» **GIVEN PROBLEM**:
Copy the listing below line for line, keeping every character unchanged.

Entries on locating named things
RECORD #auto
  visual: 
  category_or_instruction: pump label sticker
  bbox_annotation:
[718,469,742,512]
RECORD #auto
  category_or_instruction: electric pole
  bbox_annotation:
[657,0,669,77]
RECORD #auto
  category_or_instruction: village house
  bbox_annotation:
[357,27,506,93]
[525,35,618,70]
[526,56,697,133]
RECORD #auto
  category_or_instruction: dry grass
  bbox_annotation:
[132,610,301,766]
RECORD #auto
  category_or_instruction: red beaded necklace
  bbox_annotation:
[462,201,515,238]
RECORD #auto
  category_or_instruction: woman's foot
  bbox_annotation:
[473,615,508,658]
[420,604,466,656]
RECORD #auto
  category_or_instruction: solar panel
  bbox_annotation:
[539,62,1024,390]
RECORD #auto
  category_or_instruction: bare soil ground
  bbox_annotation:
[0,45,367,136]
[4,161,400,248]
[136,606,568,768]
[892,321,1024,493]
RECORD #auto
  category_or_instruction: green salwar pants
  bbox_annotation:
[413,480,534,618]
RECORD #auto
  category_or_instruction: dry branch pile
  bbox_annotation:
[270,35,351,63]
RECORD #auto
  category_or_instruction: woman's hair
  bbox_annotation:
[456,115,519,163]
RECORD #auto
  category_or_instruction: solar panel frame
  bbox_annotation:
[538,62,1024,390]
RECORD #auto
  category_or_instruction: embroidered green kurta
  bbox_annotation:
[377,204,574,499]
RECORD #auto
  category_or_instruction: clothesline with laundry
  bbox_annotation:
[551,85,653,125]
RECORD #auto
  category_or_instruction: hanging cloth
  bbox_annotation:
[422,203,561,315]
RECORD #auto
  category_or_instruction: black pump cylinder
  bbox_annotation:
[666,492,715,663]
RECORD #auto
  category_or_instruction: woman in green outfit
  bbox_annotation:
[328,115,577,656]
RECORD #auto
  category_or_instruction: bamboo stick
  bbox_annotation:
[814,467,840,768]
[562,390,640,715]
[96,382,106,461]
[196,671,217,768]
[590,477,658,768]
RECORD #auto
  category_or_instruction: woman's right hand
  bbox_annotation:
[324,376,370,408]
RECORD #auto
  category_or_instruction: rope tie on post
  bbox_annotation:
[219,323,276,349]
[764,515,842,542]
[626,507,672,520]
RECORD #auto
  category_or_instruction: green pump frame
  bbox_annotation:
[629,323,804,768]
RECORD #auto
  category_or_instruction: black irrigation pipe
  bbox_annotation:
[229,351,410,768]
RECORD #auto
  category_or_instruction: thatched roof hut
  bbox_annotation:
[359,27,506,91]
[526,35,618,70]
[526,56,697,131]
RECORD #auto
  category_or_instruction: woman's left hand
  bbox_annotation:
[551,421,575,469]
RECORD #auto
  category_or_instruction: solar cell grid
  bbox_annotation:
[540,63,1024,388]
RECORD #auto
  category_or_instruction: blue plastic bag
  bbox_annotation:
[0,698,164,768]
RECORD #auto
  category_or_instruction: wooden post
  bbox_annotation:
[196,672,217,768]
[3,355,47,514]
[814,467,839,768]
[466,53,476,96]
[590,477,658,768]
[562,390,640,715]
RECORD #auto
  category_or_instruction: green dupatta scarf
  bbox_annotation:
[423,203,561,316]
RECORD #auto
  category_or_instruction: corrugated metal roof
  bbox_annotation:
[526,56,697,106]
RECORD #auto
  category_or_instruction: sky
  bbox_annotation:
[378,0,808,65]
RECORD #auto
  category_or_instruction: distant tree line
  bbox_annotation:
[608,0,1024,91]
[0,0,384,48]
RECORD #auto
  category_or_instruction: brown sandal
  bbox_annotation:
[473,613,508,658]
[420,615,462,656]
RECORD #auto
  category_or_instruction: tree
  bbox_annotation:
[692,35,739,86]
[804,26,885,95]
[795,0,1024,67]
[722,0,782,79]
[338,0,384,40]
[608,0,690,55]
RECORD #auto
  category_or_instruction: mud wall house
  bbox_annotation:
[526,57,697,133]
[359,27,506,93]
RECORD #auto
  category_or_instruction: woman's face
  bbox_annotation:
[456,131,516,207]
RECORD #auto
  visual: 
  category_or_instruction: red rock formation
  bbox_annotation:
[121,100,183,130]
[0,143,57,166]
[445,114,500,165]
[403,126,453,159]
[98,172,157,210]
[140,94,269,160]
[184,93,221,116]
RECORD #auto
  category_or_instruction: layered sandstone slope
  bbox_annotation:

» **SOLUTION FOR THIS PROBLEM**:
RECORD #auto
  visual: 
  category_or_instruction: pump label sticker
  bbox_annotation:
[718,469,742,512]
RECORD #auto
  category_or_instruction: electric pole
  bbox_annotation:
[657,0,669,77]
RECORD #auto
  category_or_instruction: village house
  bbox_annotation:
[357,27,506,93]
[525,35,618,70]
[526,56,697,133]
RECORD #auto
  category_or_instruction: dry grass
  bbox_annotation:
[132,610,301,766]
RECORD #auto
  category_or_instruction: red beaded necklace
  bbox_annotation:
[462,201,515,238]
RECORD #auto
  category_or_instruction: woman's foot
  bbox_annotation:
[473,615,508,658]
[420,604,466,656]
RECORD #auto
  category_or_instruction: solar panel
  bbox_annotation:
[539,62,1024,390]
RECORD #auto
  category_or_instruction: bare soil ground
  bbox_annotation:
[0,45,367,136]
[4,161,400,248]
[136,606,568,768]
[892,321,1024,493]
RECORD #auto
  category_or_instruction: green salwar pants
  bbox_annotation:
[413,480,534,618]
RECORD #auto
  category_or_instruction: dry branch pile
  bbox_annotation:
[270,35,351,63]
RECORD #auto
  category_or_instruction: woman's hair
  bbox_annotation:
[456,115,519,163]
RECORD #auto
  category_or_instruction: solar panel frame
  bbox_annotation:
[538,62,1024,390]
RECORD #auto
  category_or_instruction: embroidered green kurta
  bbox_annotation:
[377,204,574,499]
RECORD #auto
  category_or_instruction: clothesline with laundry
  bbox_annotation:
[551,85,653,125]
RECORD #auto
  category_or_instruction: hanging cloth
  bbox_annotation:
[422,203,561,315]
RECORD #auto
  category_or_instruction: black pump cylinder
  bbox_annotation:
[666,492,715,663]
RECORD #auto
  category_or_instruction: woman in green outfit
  bbox_annotation:
[328,115,577,656]
RECORD #auto
  category_or_instruction: bamboo stick
  bbox_annotation:
[814,467,840,768]
[562,390,640,715]
[96,382,106,461]
[196,671,217,768]
[590,477,658,768]
RECORD #auto
  category_or_instruction: woman's right hand
  bbox_annotation:
[324,376,370,408]
RECORD #auto
  category_or_instruction: rope tie on post
  bbox_annotation:
[219,323,276,349]
[764,515,842,542]
[626,507,672,520]
RECORD #auto
  category_or_instruction: green pump frame
  bbox_annotation:
[629,323,804,768]
RECORD #auto
  category_or_instruction: black irrigation pipe
  bbox_annotation:
[229,351,410,768]
RECORD #auto
  category_or_instruction: thatched roof hut
  bbox_annotation:
[359,27,506,91]
[526,35,618,70]
[526,56,697,131]
RECORD #auto
  category_or_instruction: woman's left hand
  bbox_annotation:
[551,421,575,469]
RECORD #auto
  category_or_instruction: solar cell grid
  bbox_annotation:
[540,63,1024,388]
RECORD #auto
  category_or_instruction: blue plastic bag
  bbox_annotation:
[0,698,164,768]
RECORD #auto
  category_or_instruction: wooden post
  bbox_annotation:
[196,672,217,768]
[3,355,47,514]
[814,467,839,768]
[466,53,476,96]
[590,477,658,768]
[562,390,640,715]
RECORD #auto
  category_or_instruction: green dupatta scarf
  bbox_annotation:
[423,203,561,316]
RECORD #auto
  category_or_instruction: corrugated metal roof
  bbox_annotation:
[526,56,697,106]
RECORD #auto
  category_or_instruction: sky
  bbox_annotation:
[378,0,808,65]
RECORD #auto
  category_or_instruction: distant tree line
  bbox_annotation:
[608,0,1024,91]
[0,0,384,48]
RECORD #auto
  category_or_instruction: brown sandal
  bbox_annotation:
[473,613,508,658]
[420,615,462,656]
RECORD #auto
  category_or_instruction: tree
  bbox_annotation:
[692,35,739,86]
[804,26,885,95]
[795,0,1024,67]
[722,0,782,79]
[338,0,384,40]
[608,0,690,55]
RECORD #auto
  category_or_instruction: mud wall house
  bbox_annotation:
[526,57,697,133]
[359,27,506,93]
RECORD #auto
  category_or_instruction: woman's face
  bbox_annotation:
[456,131,516,207]
RECORD #auto
  visual: 
  category_or_instruction: red rock formation
  bbox_annotation:
[121,100,183,130]
[0,143,57,166]
[445,114,500,165]
[403,126,453,159]
[98,172,157,210]
[140,94,269,160]
[184,93,221,116]
RECORD #auto
  category_or_instruction: layered sandstone slope
  bbox_annotation:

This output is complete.